• EXCERPT PROVIDED:
====

# Technical Document Extraction: FSM and LLM Decoding Comparison
This document describes a technical diagram illustrating the optimization of Finite State Machines (FSM) for Large Language Model (LLM) decoding processes, specifically for regex-constrained generation.
## 1. Legend and Component Definitions
The diagram uses color-coded and shape-coded blocks to represent different stages of the process:
* **FSM state (Light Blue Rectangle):** Represents a discrete state within a Finite State Machine.
* **Token (Light Yellow Rectangle):** Represents a specific string or character sequence processed as a unit.
* **LLM decode (Light Green Hexagon):** Represents the computational step where the Large Language Model generates/decodes a token.
---
## 2. Diagram Analysis by Section
### Section (a): Normal FSM for regex `{"summary": "`
This section shows a linear, character-by-character state transition for a specific JSON-like string.
* **Flow:** A sequence of 14 states (numbered 0 through 13) connected by blue arrows.
* **Transitions:** Each arrow represents a single character transition:
* 0 → 1: `{`
* 1 → 2: `"`
* 2 → 3: `s`
* 3 → 4: `u`
* 4 → 5: `m`
* 5 → 6: `m`
* 6 → 7: `a`
* 7 → 8: `r`
* 8 → 9: `y`
* 9 → 10: `"`
* 10 → 11: `:`
* 11 → 12: `_` (space character)
* 12 → 13: `"`
### Section (b): Compressed FSM for regex `{"summary": "`
This section demonstrates the optimization of the FSM by collapsing multiple character transitions into a single state jump.
* **Flow:** A direct transition from state **0** to state **1**.
* **Transition Label:** The entire string `{"summary": "` is handled in a single transition step.
### Section (c): Decoding process with normal FSM
This section illustrates the interaction between the LLM and the unoptimized FSM.
* **Sequence:**
1. **Token:** `{"`
2. **LLM decode**
3. **Token:** `summary`
4. **LLM decode**
5. **Token:** `":`
6. **LLM decode**
7. **Token:** `_"` (space and quote)
8. **LLM decode**
* **Trend:** The process is fragmented, requiring four separate LLM decoding steps to complete the sequence because the FSM operates at a fine-grained level.
### Section (d): Decoding process with compressed FSM
This section illustrates the interaction between the LLM and the optimized FSM.
* **Sequence:**
1. **Token:** `{"`
2. **Token:** `summary`
3. **Token:** `":`
4. **Token:** `_"` (space and quote)
5. **LLM decode**
* **Trend:** The tokens are processed sequentially without interruption. The LLM decoding step only occurs once at the end of the pre-defined sequence.
---
## 3. Summary of Key Information
* **Objective:** To compare "Normal" vs. "Compressed" FSMs in the context of LLM decoding.
* **Key Data Point:** The compressed FSM (b) reduces a 13-step character transition into a single transition.
* **Process Efficiency:** The decoding process with a compressed FSM (d) significantly reduces the number of LLM decoding calls compared to the normal process (c), which requires an LLM call after almost every token segment.
* **Textual Content:** The primary regex being processed is `{"summary": "`. Note that in the diagram, the space character is represented by an underscore `_` in the transition labels.

====

• MATERIAL SHOWN:
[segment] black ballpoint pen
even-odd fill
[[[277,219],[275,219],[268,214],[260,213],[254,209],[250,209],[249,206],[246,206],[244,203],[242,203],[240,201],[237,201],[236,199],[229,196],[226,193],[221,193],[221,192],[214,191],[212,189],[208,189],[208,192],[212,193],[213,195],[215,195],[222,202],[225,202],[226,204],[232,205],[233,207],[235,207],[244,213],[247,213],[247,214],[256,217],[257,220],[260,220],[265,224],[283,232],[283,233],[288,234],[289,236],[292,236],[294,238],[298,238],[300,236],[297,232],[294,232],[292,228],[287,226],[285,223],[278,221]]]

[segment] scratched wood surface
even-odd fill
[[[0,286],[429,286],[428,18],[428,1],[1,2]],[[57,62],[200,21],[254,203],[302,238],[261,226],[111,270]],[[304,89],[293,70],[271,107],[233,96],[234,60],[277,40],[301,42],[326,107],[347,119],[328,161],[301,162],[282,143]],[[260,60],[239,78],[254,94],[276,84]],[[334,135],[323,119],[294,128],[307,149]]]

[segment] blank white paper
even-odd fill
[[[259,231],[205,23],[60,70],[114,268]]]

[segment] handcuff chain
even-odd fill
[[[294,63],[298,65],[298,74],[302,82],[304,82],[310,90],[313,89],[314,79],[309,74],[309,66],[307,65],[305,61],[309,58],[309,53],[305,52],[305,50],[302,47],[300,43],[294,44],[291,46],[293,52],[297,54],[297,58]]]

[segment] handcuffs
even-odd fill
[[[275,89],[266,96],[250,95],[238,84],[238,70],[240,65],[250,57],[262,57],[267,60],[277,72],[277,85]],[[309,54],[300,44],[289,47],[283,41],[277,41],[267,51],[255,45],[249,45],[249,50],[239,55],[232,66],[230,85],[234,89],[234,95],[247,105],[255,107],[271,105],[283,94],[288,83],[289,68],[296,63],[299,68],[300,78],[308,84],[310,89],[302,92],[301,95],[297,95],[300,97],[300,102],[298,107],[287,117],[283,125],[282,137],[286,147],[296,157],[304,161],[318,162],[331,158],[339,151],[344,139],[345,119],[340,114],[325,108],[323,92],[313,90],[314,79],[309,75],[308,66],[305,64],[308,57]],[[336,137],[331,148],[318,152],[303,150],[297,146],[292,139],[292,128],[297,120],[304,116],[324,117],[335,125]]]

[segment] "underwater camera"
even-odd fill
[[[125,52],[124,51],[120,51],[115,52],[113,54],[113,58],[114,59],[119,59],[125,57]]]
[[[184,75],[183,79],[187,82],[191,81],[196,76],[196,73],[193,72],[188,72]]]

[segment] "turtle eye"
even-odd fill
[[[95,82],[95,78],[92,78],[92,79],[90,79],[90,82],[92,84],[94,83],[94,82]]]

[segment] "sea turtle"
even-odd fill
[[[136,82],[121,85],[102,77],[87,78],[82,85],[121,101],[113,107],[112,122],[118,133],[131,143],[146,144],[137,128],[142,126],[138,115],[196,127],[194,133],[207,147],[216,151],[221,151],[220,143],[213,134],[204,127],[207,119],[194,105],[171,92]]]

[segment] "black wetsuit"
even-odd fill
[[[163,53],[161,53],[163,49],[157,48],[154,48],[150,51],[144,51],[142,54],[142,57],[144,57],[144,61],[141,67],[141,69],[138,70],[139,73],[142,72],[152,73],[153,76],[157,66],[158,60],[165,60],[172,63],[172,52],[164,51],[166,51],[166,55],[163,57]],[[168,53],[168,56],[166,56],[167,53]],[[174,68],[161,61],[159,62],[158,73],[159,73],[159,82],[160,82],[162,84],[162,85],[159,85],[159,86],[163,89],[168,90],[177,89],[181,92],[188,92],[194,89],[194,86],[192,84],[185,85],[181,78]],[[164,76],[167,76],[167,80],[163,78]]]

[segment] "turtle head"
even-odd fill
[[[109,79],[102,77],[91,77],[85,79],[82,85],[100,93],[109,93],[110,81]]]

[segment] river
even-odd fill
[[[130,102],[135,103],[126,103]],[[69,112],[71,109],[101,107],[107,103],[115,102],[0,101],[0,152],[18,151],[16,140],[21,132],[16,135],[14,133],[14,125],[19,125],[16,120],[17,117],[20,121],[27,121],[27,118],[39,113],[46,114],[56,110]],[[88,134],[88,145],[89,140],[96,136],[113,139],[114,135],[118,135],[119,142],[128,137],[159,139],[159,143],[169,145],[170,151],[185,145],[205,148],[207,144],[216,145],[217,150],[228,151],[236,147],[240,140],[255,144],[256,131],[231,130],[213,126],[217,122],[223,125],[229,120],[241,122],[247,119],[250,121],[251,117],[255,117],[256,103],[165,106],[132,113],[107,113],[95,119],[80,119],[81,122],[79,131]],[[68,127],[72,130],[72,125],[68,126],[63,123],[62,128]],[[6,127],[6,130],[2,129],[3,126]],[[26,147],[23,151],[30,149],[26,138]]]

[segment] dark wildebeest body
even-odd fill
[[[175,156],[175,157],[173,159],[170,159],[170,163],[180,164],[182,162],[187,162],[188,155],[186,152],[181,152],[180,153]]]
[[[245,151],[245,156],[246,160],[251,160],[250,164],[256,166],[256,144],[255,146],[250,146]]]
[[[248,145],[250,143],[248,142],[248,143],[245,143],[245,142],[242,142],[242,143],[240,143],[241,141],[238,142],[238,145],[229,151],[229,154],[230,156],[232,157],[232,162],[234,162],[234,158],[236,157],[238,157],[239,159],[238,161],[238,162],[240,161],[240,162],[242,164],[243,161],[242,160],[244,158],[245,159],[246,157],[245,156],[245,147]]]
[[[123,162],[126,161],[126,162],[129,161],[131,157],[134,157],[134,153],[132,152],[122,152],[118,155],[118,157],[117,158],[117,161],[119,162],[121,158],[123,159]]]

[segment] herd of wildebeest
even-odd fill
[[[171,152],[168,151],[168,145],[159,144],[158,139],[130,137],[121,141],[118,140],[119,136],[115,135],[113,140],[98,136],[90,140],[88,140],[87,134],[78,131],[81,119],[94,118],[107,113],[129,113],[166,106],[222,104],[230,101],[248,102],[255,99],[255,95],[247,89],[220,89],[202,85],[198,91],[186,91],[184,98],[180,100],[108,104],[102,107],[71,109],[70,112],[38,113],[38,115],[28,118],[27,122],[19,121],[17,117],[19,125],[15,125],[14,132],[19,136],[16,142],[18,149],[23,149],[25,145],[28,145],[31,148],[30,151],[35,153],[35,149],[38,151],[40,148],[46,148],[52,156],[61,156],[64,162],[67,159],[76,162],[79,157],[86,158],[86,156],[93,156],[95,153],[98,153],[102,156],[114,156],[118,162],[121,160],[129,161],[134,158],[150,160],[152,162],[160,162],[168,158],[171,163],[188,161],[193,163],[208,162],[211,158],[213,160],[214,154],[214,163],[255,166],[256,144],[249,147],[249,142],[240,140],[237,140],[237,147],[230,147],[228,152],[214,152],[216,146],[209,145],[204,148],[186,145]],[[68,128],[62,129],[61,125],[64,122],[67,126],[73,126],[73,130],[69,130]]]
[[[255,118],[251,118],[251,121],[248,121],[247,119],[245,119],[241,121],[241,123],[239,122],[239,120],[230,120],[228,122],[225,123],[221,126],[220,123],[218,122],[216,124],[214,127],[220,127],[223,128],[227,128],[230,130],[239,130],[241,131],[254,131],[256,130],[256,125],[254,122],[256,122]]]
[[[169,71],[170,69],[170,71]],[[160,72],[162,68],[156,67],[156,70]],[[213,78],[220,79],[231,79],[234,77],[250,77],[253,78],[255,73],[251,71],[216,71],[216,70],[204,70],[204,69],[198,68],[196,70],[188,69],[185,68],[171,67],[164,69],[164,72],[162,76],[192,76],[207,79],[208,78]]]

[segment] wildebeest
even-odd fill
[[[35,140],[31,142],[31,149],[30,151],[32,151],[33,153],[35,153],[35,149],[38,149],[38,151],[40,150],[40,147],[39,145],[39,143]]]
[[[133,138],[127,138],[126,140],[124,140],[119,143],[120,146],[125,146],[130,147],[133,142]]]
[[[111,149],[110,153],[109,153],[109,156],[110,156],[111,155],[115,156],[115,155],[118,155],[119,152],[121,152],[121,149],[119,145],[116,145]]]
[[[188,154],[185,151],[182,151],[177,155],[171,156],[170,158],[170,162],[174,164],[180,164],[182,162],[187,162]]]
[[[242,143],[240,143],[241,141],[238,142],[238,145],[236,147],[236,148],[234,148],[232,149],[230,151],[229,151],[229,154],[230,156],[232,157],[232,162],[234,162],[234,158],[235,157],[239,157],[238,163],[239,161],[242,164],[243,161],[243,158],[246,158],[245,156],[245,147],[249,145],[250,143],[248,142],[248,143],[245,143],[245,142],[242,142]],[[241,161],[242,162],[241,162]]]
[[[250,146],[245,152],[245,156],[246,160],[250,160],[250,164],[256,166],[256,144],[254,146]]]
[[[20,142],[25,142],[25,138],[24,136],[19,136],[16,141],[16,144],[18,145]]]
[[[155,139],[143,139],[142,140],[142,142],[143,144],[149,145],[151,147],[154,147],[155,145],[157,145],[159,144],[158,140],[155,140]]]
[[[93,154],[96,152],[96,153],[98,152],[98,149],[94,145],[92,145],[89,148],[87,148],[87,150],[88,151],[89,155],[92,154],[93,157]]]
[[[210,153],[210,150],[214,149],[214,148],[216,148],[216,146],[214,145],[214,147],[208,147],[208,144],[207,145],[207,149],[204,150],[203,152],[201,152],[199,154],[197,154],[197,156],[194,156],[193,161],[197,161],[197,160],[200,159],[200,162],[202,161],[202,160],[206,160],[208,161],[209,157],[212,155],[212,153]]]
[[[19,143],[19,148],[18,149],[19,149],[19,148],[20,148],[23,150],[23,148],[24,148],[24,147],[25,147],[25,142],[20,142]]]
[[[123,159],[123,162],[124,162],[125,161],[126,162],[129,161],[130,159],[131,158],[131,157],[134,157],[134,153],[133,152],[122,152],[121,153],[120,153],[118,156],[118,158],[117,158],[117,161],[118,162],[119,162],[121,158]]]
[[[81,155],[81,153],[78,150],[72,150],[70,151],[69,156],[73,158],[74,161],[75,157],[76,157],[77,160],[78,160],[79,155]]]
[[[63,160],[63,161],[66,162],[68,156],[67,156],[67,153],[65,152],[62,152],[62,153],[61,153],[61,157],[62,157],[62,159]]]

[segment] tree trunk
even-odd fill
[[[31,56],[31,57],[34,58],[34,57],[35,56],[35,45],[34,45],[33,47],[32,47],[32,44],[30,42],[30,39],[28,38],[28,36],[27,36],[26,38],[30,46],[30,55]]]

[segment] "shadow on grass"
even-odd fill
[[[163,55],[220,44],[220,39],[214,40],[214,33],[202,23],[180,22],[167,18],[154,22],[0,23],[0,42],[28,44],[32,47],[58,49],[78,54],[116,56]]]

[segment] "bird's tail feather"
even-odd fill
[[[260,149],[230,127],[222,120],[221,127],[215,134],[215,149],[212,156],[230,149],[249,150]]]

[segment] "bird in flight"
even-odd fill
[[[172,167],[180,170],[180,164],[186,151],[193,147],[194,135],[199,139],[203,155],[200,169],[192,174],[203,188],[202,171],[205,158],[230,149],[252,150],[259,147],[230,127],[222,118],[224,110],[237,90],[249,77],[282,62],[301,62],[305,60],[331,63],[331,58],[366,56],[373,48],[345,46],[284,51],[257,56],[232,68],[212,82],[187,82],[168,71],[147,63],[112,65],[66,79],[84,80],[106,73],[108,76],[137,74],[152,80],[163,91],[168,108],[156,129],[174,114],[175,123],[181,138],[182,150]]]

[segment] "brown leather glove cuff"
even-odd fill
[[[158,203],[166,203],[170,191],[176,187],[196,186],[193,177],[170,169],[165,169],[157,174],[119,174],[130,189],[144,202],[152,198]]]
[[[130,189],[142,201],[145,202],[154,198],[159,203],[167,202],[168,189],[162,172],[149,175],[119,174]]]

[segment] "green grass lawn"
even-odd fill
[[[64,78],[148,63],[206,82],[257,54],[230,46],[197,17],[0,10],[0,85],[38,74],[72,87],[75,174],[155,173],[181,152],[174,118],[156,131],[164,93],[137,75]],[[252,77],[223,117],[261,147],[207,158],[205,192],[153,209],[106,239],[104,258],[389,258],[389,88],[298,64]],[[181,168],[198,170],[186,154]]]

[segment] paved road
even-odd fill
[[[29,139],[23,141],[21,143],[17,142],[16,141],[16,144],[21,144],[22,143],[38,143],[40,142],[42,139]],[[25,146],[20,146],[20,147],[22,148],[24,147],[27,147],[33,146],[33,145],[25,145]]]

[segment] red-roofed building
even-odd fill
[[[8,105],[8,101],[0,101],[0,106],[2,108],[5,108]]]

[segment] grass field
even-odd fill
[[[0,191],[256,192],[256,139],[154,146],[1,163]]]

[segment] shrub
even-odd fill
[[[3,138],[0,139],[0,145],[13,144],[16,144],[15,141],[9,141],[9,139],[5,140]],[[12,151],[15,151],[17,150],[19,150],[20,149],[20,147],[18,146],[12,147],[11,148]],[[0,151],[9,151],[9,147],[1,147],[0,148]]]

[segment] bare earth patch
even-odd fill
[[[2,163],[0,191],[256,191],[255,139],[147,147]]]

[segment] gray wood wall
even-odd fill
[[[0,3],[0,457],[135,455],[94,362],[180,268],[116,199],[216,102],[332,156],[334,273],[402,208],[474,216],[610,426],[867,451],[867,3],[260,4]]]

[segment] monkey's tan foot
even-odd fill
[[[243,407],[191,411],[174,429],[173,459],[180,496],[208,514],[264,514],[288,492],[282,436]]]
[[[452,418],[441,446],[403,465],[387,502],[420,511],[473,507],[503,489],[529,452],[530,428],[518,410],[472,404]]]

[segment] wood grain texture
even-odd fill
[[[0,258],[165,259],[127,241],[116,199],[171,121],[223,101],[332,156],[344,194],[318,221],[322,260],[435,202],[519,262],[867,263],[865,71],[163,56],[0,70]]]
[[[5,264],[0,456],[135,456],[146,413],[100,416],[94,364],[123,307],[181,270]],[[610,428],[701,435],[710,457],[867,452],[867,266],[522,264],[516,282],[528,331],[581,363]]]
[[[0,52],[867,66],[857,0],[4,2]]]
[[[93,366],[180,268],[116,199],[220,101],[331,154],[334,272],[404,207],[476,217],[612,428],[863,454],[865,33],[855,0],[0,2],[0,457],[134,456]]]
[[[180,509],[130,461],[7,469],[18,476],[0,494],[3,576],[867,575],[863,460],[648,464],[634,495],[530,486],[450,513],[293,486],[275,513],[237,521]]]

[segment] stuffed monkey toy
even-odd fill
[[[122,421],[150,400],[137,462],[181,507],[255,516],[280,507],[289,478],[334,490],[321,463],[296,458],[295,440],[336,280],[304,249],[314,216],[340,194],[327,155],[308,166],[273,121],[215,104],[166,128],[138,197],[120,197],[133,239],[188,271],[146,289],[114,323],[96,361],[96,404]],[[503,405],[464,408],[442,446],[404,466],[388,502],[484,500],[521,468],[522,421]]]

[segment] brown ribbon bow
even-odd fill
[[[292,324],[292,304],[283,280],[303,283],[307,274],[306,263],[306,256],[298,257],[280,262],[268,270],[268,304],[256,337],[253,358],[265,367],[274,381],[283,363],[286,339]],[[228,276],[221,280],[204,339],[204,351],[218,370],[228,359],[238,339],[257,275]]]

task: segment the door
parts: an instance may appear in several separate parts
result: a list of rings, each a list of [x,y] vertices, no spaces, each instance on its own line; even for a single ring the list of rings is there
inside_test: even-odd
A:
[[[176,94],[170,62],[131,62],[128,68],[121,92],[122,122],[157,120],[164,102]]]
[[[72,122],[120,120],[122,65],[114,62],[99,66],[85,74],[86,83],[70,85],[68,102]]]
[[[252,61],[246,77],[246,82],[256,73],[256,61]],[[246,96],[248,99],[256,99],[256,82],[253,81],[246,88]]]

====

• TASKS FOR THIS EXERCISE:
(1) According to the FSM diagram description, how many separate LLM decoding steps does the decoding process with the normal FSM need?
(2) Reproduce a passage from the FSM diagram description word for word, beginning at the words "# Technical Document" and stopping after "generates/decodes a token.".
(3) Translate this sentence from the FSM diagram description into Spanish: "This section demonstrates the optimization of the FSM by collapsing multiple character transitions into a single state jump."

• ANSWERS BELOW:
(1) Four.

(2)
# Technical Document Extraction: FSM and LLM Decoding Comparison
This document describes a technical diagram illustrating the optimization of Finite State Machines (FSM) for Large Language Model (LLM) decoding processes, specifically for regex-constrained generation.
## 1. Legend and Component Definitions
The diagram uses color-coded and shape-coded blocks to represent different stages of the process:
* **FSM state (Light Blue Rectangle):** Represents a discrete state within a Finite State Machine.
* **Token (Light Yellow Rectangle):** Represents a specific string or character sequence processed as a unit.
* **LLM decode (Light Green Hexagon):** Represents the computational step where the Large Language Model generates/decodes a token.

(3) Esta sección muestra la optimización de la FSM al condensar múltiples transiciones de caracteres en un único salto de estado.